__TASK PROMPT__
Set down each line of the data exactly, but not the pictures.

● ● ●

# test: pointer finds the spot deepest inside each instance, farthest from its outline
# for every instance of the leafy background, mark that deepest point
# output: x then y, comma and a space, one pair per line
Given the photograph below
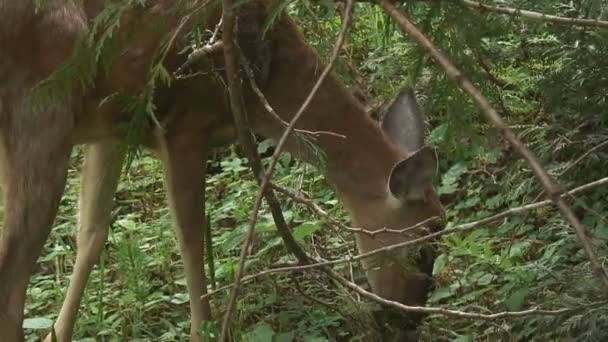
550, 83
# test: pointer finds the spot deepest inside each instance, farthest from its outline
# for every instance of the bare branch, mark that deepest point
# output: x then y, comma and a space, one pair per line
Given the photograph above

● ● ●

__REPLY__
# test: pointer finds the spot deepest inside each instance, farthest from its outline
# for every instance of the leafy background, mark that deepest point
# output: x then y, comma and a space, one pair per line
Given the photograph below
550, 83
# test: pointer finds the spot deepest inside each instance, farthest from its outline
# for every instance of the bare branch, mark that deepest point
# output: x then y, comma and a space, one pair per line
Given the photograph above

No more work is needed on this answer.